**Directive**
Render the records as a Markdown table with the columns "Row" and "Line", from the line with "# test: put a marker on the woman" up to and including the last line of the records, leaving out blank lines and any pictures.

**Provided entries**
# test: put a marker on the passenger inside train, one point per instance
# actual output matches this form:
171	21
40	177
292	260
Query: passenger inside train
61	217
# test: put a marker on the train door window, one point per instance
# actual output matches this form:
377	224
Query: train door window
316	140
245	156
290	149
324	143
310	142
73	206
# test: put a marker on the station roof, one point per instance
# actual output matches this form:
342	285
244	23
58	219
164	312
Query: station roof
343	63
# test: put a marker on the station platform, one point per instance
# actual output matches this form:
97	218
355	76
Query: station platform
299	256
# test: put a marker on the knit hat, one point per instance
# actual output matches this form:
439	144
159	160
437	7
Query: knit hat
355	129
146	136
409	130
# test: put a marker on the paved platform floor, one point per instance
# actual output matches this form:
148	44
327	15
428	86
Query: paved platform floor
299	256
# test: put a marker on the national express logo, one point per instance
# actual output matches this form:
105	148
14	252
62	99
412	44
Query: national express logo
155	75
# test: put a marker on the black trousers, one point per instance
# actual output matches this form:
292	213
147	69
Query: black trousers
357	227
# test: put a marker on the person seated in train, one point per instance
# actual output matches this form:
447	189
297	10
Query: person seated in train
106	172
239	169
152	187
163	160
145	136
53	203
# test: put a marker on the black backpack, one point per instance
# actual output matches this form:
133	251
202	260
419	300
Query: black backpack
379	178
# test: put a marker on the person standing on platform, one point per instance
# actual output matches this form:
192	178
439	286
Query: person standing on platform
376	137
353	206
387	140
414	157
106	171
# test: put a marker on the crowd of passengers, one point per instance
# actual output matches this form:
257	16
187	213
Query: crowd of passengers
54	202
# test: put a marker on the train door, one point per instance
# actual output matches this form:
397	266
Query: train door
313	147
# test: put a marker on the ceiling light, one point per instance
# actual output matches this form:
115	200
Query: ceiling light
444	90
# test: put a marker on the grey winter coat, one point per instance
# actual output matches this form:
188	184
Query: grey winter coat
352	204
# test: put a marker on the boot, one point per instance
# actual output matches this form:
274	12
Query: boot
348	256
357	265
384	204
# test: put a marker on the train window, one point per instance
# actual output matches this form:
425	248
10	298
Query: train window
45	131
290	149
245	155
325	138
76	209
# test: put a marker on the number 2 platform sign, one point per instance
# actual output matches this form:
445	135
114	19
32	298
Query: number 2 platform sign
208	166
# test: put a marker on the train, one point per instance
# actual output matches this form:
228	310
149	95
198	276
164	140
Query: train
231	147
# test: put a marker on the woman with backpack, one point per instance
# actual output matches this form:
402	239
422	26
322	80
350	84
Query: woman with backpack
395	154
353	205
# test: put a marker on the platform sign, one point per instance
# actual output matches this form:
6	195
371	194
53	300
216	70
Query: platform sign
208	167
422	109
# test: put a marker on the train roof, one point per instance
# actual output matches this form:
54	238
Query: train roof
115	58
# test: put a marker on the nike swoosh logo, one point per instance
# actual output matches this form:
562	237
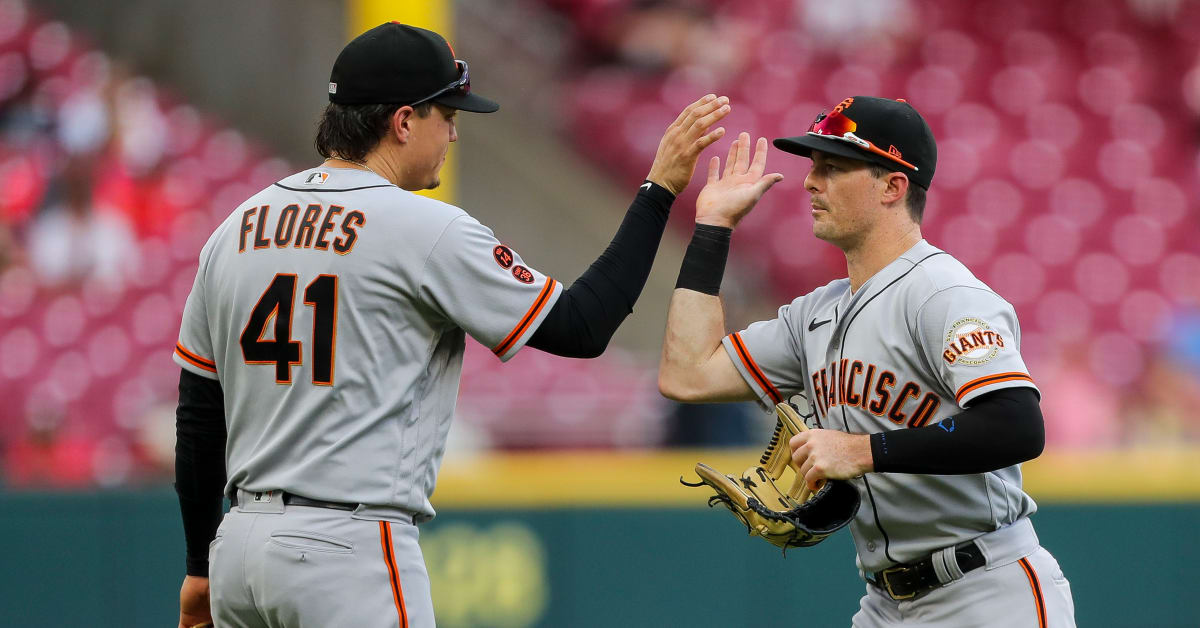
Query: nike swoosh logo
814	324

**Written answer**
| Row | Line |
|---|---|
| 1 | # test: put a marker on the woman with backpack, one point per instance |
| 2 | # actual output matches this form: |
| 3 | 402	239 |
| 4 | 422	26 |
| 5 | 322	80 |
| 6 | 350	84 |
| 7 | Query: woman with backpack |
| 8 | 395	154 |
| 9 | 353	205 |
| 10 | # test: put a marker on the platform sign, one point per instance |
| 11 | # actual output matches this form: |
| 12 | 6	195 |
| 13 | 371	194 |
| 14 | 53	300 |
| 15 | 216	70 |
| 16 | Query: platform sign |
| 17 | 208	167 |
| 18 | 422	109 |
| 19 | # test: put a marker on the train roof, one point per instance |
| 20 | # actual output matches this form: |
| 21 | 54	238 |
| 22 | Query: train roof |
| 23 | 115	58 |
| 24 | # test: put a marker on the nike swoosh logo, one point per instance |
| 25 | # actual output matches this form: |
| 26 | 562	237 |
| 27 | Query: nike swoosh logo |
| 28 | 814	324 |